• Given passage
+ + +
Discussion Questions

  1. Why does Alan blind the horses? Why does he say "KILL ME! . . . KILL ME!" after he relives the act with Dysart? (p. 106)
  2. Why does Alan initially respond to Dysart's questioning with advertising jingles? (p. 22–23) Why does he dislike his job in an appliance store and list appliance makers as his "foes"? (pp. 53, 73)
  3. What does Dysart mean when he says that Alan is a "last straw" or a "last symbol"? (p. 18)
  4. Why does Shaffer have Frank, who praises books and reading, speak in repetitive catch phrases such as "receive my meaning," "swiz," etc.? (p. 27)
  5. Near the end of the play Dysart says, "If you [Alan] knew anything, you'd get up this minute and run from me fast as you could" (p. 107). Does Dysart really believe that Alan would be better off without therapy? Does Shaffer intend us to believe this?
  6. Is Dysart more concerned about Alan's welfare or his own?
  7. On the beach, why is Frank so angry with the young man who takes Alan riding? Why is this event so important to Alan? (p. 42)
  8. Does Alan want Dysart to "cure" him? Why does he reveal his inner world to Dysart?
  9. What does Dysart mean when in the play's last scene he says, "There is now, in my mouth, this sharp chain. And it never comes out"? (p. 109)
  10. Jill tells Alan that love of horses can be a "substitute" for sex (p. 90). Is this true in the world of the play? To what extent does sexual repression shape the characters and their actions?

For Further Reflection

  1. In "Note on the Play," Shaffer writes, "I had to create a mental world in which the deed could be made comprehensible" (p. 9). To what extent does Equus succeed in doing this?
  2. Is it better for someone with a mental illness like Alan's to be treated and become "normal" and without passion, or to be left alone?
  3. How are worship and passion related? Do they depend on each other? Is one a substitute for the other?

About Peter Shaffer

Peter Shaffer is known for the quality of his plays and the variety of their subject matter. In addition to Equus (1973), Shaffer's best-known plays are Amadeus (1979), about Wolfgang Amadeus Mozart and his rival Antonio Salieri, and Lettice & Lovage (1987), about two British tour guides mixed up in an attempted murder. From the beginning of his career, Shaffer has enjoyed both critical and popular acclaim. His first play, The Salt Land (1954), was produced for television by the BBC. Four years later, Five Finger Exercise opened in London under the direction of Sir John Gielgud and won the Evening Standard Drama Award. To date, Shaffer has won two Tony Awards, for Equus and Amadeus, and an Academy Award for his screenplay of Amadeus, as well as a host of other awards.
+ + +
• Supplied records

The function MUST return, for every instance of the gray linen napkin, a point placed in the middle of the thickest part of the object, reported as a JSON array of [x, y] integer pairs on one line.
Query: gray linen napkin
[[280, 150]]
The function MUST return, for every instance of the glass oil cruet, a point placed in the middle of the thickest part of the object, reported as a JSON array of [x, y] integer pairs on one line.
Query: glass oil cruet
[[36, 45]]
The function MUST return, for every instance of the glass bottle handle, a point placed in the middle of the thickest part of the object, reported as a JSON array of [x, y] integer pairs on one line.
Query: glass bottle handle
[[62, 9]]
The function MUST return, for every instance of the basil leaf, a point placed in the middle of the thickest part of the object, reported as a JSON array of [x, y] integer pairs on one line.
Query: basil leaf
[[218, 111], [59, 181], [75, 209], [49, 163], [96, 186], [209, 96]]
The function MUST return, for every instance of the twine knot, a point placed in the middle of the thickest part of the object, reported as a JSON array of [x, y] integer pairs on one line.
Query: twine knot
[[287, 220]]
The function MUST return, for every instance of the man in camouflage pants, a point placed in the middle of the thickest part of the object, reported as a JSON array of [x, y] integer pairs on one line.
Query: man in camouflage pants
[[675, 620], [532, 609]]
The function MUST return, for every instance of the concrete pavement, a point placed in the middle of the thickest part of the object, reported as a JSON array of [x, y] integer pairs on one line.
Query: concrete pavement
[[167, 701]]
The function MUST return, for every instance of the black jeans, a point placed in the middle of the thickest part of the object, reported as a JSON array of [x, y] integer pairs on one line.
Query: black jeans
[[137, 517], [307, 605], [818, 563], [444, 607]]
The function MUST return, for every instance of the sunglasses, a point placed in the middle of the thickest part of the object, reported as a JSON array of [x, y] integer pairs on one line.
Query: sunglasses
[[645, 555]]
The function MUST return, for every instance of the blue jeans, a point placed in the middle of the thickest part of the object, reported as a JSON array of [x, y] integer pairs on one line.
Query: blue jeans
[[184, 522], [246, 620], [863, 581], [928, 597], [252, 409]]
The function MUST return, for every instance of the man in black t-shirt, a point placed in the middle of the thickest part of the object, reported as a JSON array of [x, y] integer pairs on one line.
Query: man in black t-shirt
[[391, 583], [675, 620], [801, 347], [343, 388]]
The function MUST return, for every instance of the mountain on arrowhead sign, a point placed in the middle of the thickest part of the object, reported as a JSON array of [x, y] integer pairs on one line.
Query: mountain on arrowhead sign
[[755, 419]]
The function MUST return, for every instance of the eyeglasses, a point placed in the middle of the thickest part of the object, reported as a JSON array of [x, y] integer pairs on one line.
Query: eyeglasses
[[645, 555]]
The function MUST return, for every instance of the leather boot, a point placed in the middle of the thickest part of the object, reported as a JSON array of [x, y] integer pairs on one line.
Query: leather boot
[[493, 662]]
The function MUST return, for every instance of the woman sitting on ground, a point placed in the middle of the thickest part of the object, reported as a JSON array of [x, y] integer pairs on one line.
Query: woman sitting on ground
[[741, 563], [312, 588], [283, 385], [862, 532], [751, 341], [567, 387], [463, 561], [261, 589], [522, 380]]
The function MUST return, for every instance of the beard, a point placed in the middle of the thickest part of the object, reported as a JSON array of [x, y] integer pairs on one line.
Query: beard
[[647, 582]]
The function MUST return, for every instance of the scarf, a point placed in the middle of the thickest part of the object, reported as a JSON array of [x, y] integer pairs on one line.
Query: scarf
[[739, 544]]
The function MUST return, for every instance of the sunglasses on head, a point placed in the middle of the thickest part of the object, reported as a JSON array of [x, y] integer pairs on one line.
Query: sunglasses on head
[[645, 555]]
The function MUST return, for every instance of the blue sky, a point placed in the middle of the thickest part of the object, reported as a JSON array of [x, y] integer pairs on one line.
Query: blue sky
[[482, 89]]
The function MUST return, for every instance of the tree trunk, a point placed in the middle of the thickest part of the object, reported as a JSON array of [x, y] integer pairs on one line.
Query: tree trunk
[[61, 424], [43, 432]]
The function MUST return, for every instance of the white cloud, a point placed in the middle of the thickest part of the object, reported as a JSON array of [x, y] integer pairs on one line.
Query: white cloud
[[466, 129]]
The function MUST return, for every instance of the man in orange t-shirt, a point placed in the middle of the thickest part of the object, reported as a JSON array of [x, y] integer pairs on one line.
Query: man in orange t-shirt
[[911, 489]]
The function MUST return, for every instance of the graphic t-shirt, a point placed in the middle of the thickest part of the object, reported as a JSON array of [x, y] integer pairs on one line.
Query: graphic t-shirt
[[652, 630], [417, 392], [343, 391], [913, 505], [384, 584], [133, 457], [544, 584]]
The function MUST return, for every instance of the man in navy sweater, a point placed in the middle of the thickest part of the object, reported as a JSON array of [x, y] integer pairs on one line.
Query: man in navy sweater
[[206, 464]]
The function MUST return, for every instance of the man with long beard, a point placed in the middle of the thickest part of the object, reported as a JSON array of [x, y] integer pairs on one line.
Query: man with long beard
+ + +
• Task requirements
[1] In the Equus guide, what award did Five Finger Exercise win?
[2] Carry on the Equus guide from the point where it stops.
The rows come from a separate source, not from the Equus guide.

• Answers to this exercise
[1] The Evening Standard Drama Award.

[2]
Shaffer was born in Liverpool, England in 1926. His twin brother, Anthony Shaffer, is also a playwright (Sleuth, Frenzy, The Wicker Man). The family moved to London when the boys were nine. Shaffer was educated at Cambridge, and his early career included stints as a coal miner, an assistant at the New York Public Library, and an editor for a firm of music publishers. Before writing his plays, he wrote novels jointly with his brother. In 1987, Shaffer was made Commander of the Order of the British Empire.

Related Titles

Bertolt Brecht, The Good Woman of Setzuan (1940)
This play concerns the meaning and place of God in the modern world. Shaffer is strongly influenced by Brecht's theories about theater.
Euripides, Hippolytus (428 B.C.)
A tragedy about a horse-obsessed young man, gods, and a disastrous attempt at love.
Sigmund Freud, Dora: An Analysis of a Case of Hysteria (1905)
Freud's case study provides an introduction to the basic theory of psychoanalysis along with a gripping plot involving incest, adultery, and abandonment.
W. Somerset Maugham, The Razor's Edge(1944)
Following World War I, a young American soldier sets off on a personal odyssey to discover God's place in a changing world.
Alan Sillitoe, The Loneliness of the Long-Distance Runner (1959)
In this popular and influential book of stories, Sillitoe depicts young working-class Englishmen who rebel against the society that limits their opportunities.